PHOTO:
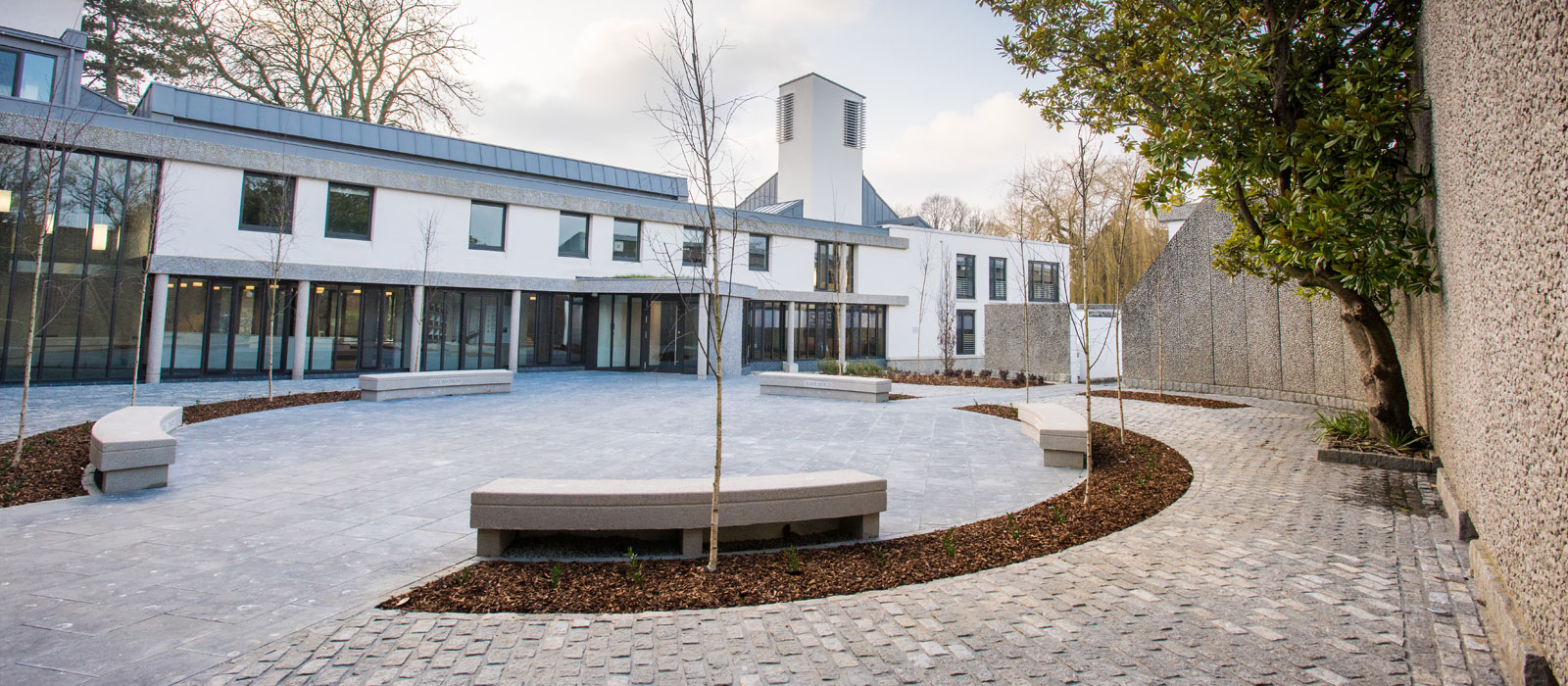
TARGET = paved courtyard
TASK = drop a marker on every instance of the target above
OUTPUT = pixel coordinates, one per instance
(1272, 568)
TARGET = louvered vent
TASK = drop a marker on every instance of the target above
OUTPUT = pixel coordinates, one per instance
(854, 124)
(786, 121)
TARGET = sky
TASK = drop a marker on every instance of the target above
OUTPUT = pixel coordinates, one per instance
(943, 115)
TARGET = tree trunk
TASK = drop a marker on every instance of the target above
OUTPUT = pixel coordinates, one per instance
(1382, 374)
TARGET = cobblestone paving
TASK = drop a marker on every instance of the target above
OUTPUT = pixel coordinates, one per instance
(1272, 568)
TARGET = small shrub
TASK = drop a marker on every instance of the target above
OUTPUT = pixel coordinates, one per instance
(634, 565)
(1345, 424)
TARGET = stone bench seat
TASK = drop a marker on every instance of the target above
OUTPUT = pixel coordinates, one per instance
(132, 448)
(430, 384)
(1060, 432)
(866, 389)
(750, 508)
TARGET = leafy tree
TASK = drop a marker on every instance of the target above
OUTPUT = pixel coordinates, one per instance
(130, 41)
(1296, 115)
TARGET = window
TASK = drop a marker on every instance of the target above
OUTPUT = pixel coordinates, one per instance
(486, 225)
(574, 235)
(998, 277)
(627, 240)
(966, 277)
(349, 212)
(27, 75)
(966, 332)
(828, 267)
(267, 202)
(1043, 277)
(758, 253)
(694, 246)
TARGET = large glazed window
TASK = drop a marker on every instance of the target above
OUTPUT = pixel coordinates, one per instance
(349, 210)
(627, 240)
(486, 225)
(267, 204)
(574, 235)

# YOUR ASSIGNMENT:
Copy each line of the listing in which the word "tree" can be found.

# SOLUTION:
TARGET = tree trunk
TARGET = leafy tree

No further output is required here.